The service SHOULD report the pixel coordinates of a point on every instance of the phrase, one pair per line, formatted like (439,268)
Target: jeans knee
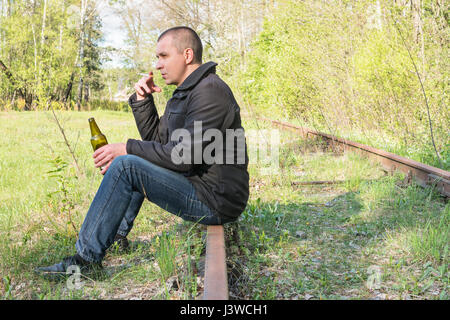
(121,162)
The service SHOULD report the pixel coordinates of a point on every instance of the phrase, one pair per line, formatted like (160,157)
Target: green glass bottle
(98,139)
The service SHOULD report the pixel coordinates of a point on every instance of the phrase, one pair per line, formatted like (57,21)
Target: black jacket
(204,97)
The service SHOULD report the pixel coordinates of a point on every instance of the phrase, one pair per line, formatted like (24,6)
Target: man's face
(171,63)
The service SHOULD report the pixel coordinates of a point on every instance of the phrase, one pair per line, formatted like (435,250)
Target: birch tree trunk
(81,54)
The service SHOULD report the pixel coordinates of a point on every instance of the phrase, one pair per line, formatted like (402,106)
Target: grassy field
(372,237)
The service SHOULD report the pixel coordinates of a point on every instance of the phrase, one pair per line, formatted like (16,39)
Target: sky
(114,36)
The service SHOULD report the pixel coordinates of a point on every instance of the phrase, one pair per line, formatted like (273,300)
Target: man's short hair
(183,38)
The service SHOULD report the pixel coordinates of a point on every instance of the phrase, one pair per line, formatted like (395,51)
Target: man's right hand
(145,86)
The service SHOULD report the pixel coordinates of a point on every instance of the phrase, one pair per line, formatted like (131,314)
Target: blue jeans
(127,182)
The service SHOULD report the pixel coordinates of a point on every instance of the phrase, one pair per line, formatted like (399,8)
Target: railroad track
(216,283)
(425,175)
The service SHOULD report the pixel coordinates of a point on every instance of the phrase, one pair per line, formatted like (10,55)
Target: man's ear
(188,55)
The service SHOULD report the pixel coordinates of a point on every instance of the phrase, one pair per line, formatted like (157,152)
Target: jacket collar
(197,75)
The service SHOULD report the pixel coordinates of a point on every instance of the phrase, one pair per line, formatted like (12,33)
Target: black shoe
(62,269)
(121,243)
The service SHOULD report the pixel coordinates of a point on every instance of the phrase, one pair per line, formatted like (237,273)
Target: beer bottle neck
(94,128)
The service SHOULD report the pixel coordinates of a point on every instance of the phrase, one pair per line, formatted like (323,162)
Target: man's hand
(145,86)
(104,156)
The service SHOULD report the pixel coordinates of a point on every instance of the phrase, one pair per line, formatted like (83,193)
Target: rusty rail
(216,282)
(424,174)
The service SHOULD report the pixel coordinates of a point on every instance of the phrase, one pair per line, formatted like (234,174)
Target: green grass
(292,242)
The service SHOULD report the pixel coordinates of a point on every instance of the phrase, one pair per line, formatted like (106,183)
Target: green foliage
(343,67)
(40,44)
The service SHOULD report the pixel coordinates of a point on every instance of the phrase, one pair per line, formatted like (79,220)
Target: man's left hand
(104,156)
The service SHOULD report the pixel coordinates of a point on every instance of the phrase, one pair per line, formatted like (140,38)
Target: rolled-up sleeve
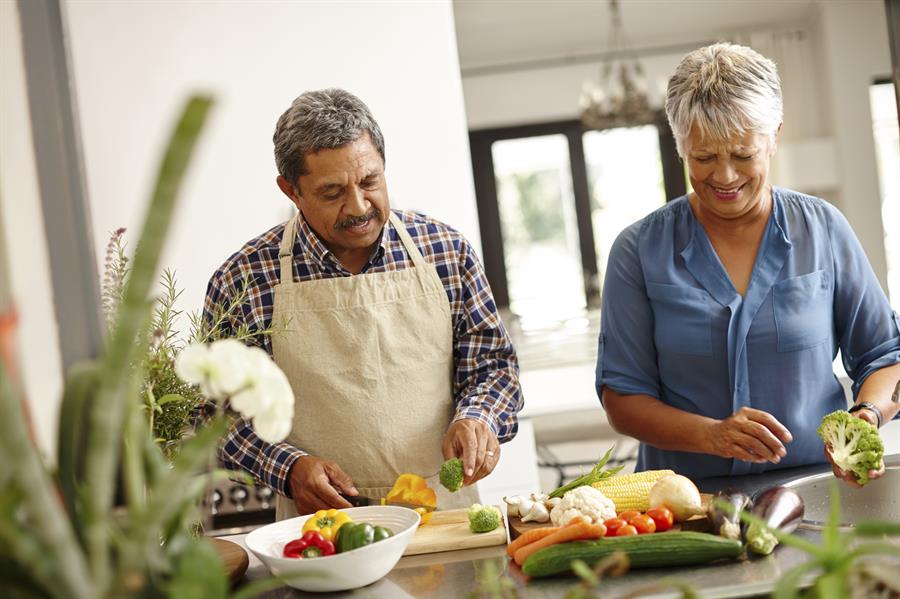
###
§ EXERCISE BRIEF:
Collect every line of the listing above that contains the string "green", treating uppercase and lowercase letters as distinct.

§ EXERCISE RESULT:
Target: green glass bottle
Target: green grass
Target: green foliage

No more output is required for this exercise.